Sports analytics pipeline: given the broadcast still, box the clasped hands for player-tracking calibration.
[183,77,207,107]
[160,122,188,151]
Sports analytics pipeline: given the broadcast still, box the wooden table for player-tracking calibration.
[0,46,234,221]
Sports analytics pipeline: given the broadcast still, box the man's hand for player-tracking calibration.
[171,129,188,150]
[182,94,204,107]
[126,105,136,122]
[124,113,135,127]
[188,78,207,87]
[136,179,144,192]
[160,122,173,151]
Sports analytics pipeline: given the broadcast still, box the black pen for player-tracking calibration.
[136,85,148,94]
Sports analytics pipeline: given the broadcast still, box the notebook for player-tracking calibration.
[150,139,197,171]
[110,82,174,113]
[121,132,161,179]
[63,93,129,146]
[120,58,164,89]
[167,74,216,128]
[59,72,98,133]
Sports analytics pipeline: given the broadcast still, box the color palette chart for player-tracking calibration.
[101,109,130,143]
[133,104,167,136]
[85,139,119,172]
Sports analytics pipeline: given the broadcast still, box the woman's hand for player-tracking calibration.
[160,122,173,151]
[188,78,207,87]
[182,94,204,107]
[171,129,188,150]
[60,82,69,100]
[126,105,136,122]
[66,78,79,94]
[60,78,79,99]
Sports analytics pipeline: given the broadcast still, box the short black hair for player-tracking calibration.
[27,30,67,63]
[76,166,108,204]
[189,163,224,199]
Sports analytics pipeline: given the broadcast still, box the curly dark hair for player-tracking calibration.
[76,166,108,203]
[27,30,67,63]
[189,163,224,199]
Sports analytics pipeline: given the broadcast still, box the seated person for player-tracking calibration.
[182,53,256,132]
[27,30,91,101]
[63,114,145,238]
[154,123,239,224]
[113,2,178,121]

**WHAT YOU HAVE TO DO**
Give back each record, exactly as it reads.

**ANSWER TO THIS PROBLEM**
Sports analytics pipeline: given the broadcast still, box the clasped hands for player-tracking calibration.
[183,77,207,107]
[160,122,188,151]
Sports analytics pipeline: given the broadcast still, box the wooden table for player-tracking calibration.
[0,46,234,221]
Sports analytics pipeline: given the broadcast still, box the man's hand for player-tracking calibration.
[171,129,188,150]
[182,94,204,107]
[126,105,136,122]
[124,113,135,127]
[188,78,207,87]
[136,179,144,192]
[160,122,173,151]
Sports analytics pipeline: given the broadcast still, box the black pen for player-tracking calibration.
[136,85,148,94]
Sports analytics pipeline: given the broadcast still, box the notebook for player-tracking calibration.
[150,139,197,171]
[110,82,174,113]
[121,132,161,179]
[63,93,129,146]
[120,58,164,89]
[167,74,216,128]
[59,72,98,133]
Sports analytics pipeline: given the broadcast still, box the color palette chart for player-tracking calibration.
[101,109,130,143]
[133,104,167,136]
[85,139,119,172]
Sports analytics pipeline: given the broadcast still, box the woman's hand for player-tracking calibration.
[160,122,173,151]
[188,78,207,87]
[182,94,204,107]
[171,129,188,150]
[60,82,69,100]
[126,105,136,122]
[66,78,79,94]
[60,78,79,99]
Sports analytics pipeline: given the broadcast still, box the short black hair for player-tracking calibration.
[27,30,67,63]
[76,166,108,204]
[189,163,224,199]
Sports analytics pipeline: given the broadcast still, box the curly dark hair for player-tracking calibration.
[76,166,108,203]
[27,30,67,63]
[189,163,224,199]
Sports analytics pipeline: given the broadcast still, box the seated person for player-tracking calibration.
[182,53,256,132]
[27,30,91,101]
[63,114,145,238]
[154,123,239,224]
[113,2,178,121]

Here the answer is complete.